(Rows from a pointing dataset)
- - - -
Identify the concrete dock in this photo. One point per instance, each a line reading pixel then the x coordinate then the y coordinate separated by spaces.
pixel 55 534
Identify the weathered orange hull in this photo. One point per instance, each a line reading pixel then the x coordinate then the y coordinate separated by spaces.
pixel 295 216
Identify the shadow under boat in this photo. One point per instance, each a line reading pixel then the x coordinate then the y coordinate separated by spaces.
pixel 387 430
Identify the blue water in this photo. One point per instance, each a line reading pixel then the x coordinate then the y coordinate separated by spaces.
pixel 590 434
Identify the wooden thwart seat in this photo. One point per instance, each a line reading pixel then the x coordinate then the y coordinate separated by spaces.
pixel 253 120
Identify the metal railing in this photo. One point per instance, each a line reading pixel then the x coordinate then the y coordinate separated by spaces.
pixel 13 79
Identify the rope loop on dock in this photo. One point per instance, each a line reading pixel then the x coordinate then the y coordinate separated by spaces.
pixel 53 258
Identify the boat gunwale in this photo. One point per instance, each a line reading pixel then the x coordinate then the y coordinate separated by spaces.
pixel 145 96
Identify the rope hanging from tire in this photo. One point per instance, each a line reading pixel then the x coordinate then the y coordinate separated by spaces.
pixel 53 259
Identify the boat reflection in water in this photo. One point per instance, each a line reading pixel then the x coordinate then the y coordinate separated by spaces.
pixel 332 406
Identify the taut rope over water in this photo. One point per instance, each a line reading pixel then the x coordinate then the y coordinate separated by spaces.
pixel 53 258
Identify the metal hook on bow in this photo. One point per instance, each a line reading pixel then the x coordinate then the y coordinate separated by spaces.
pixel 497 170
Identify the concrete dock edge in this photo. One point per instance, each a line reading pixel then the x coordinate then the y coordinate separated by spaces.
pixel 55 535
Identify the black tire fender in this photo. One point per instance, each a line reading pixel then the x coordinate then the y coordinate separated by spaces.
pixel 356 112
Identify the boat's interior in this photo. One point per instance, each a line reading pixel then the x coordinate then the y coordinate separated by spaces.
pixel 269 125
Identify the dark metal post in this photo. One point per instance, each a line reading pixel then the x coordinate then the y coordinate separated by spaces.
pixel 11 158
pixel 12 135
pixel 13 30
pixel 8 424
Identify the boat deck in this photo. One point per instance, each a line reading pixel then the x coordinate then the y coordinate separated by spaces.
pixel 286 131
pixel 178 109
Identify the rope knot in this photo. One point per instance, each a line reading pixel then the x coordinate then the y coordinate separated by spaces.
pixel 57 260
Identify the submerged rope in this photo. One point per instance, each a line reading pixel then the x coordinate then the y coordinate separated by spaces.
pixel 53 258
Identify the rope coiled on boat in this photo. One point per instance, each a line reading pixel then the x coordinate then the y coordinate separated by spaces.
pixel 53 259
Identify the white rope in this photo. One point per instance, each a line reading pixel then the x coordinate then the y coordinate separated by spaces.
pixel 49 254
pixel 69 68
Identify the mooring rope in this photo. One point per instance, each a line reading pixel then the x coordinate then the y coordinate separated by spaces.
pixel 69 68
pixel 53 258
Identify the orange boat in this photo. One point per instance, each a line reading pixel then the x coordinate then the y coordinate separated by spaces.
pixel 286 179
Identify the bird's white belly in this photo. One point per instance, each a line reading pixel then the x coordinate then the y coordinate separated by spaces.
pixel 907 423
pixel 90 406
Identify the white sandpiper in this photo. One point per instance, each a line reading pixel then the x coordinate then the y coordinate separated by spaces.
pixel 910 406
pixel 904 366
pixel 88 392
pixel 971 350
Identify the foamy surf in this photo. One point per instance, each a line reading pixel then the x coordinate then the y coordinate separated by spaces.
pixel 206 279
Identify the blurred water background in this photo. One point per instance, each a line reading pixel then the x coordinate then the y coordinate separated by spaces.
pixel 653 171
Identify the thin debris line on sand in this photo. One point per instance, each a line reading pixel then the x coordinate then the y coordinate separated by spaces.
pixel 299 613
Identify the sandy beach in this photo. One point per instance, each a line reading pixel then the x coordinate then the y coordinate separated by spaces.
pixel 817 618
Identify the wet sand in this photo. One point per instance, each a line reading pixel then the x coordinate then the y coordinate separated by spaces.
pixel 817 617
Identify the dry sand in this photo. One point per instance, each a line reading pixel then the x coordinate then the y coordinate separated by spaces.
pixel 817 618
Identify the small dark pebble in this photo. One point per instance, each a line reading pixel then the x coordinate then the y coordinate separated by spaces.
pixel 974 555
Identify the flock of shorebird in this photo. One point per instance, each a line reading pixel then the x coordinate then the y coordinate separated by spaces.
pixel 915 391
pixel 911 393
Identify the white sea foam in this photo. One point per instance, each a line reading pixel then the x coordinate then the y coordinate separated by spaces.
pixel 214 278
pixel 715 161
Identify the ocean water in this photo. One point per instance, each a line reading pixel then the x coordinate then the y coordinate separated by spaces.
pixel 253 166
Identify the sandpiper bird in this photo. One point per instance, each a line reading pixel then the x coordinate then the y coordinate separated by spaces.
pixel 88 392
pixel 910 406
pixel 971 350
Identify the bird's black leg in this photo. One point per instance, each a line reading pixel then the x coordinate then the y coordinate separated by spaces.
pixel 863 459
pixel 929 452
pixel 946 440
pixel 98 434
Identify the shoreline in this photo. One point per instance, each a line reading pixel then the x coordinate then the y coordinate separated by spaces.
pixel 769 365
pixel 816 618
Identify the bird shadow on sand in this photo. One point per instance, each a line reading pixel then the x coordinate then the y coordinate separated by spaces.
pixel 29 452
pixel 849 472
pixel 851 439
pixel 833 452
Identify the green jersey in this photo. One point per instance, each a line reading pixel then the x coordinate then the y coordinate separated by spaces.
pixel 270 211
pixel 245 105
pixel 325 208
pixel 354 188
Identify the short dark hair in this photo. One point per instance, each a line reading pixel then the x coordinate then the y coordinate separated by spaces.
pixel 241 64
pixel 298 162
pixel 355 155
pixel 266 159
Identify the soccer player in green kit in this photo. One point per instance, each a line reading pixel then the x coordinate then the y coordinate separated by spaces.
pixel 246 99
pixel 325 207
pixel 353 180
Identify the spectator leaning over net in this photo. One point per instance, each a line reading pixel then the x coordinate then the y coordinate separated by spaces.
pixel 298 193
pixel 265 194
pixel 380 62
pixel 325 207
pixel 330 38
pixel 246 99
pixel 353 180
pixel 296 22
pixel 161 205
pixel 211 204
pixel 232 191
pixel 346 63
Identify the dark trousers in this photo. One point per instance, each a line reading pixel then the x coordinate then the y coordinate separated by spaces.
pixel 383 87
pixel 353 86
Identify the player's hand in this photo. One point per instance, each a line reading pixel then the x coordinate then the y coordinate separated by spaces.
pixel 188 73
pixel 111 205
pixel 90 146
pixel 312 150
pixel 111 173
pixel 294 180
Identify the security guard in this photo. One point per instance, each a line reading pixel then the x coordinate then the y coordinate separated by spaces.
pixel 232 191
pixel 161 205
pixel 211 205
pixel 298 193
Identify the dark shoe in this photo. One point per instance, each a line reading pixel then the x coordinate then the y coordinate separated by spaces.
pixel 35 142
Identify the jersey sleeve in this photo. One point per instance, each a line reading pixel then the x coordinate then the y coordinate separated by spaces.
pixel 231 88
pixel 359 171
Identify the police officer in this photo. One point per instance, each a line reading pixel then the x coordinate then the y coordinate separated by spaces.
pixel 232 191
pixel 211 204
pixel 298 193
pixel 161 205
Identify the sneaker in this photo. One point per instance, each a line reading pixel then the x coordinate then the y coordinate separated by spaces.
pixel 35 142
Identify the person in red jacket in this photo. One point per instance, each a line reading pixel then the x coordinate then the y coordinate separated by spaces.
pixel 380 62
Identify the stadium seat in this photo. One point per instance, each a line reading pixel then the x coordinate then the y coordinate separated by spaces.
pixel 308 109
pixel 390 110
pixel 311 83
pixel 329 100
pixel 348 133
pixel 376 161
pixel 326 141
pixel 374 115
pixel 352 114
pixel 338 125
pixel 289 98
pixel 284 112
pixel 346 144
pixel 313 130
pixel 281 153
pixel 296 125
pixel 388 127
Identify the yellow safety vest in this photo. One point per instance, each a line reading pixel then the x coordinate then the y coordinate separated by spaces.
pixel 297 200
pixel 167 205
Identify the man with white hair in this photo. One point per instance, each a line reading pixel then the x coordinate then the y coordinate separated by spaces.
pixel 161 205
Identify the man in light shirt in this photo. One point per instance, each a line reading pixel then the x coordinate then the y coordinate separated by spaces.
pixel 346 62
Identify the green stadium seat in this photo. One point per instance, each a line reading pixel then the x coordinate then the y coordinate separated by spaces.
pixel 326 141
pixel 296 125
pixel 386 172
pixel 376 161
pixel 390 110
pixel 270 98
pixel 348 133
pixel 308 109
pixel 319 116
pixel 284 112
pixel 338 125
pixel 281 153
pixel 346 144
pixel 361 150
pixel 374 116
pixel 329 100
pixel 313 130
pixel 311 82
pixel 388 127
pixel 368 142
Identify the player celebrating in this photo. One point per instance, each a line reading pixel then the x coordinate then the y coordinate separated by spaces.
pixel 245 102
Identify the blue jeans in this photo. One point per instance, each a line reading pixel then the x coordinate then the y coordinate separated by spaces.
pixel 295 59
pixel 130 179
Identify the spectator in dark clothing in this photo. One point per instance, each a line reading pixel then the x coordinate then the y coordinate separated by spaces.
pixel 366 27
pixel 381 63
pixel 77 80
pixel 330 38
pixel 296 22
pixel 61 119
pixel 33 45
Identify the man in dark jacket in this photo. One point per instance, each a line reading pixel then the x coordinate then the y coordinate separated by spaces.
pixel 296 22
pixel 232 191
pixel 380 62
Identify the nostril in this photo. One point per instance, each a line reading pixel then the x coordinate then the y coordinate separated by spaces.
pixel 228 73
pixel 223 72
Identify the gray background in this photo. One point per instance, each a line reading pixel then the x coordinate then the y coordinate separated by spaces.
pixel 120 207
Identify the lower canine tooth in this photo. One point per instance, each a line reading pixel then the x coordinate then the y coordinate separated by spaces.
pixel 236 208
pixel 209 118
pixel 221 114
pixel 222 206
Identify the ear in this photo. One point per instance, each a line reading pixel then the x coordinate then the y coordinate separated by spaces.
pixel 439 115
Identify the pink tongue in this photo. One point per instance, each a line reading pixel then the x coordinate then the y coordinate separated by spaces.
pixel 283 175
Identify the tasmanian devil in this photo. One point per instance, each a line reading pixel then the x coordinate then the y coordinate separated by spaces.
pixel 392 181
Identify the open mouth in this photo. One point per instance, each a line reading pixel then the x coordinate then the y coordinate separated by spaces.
- - - -
* WRITTEN EXERCISE
Recast the stretch of items from the line containing "Identify the bird's black" through the line containing "pixel 266 159" as a Markdown table with the columns Row and Line. Put each line in its own row with a running number, and leave out any blank lines.

* OUTPUT OF THE EXERCISE
| Row | Line |
|---|---|
| 1 | Identify the bird's black leg in this photo. One point per instance, each a line reading pixel then the x coordinate then the y coordinate separated by spaces. |
| 2 | pixel 863 459 |
| 3 | pixel 929 452 |
| 4 | pixel 946 440 |
| 5 | pixel 98 434 |
| 6 | Identify the shoreline in this photo. One point per instance, each a line reading pixel then the x coordinate then the y coordinate separated by spaces. |
| 7 | pixel 769 365 |
| 8 | pixel 816 618 |
| 9 | Identify the bird shadow on sand in this photo. One point per instance, each a line reading pixel then the x coordinate then the y coordinate separated by spaces. |
| 10 | pixel 29 452 |
| 11 | pixel 849 472 |
| 12 | pixel 851 439 |
| 13 | pixel 833 452 |
| 14 | Identify the green jersey in this photo. One point per instance, each a line reading pixel then the x coordinate then the y coordinate separated by spaces. |
| 15 | pixel 270 211 |
| 16 | pixel 245 105 |
| 17 | pixel 325 208 |
| 18 | pixel 354 188 |
| 19 | Identify the short dark hair in this photo. One point per instance, each a line reading pixel then the x coordinate then the y coordinate separated by spaces. |
| 20 | pixel 241 64 |
| 21 | pixel 298 162 |
| 22 | pixel 355 155 |
| 23 | pixel 266 159 |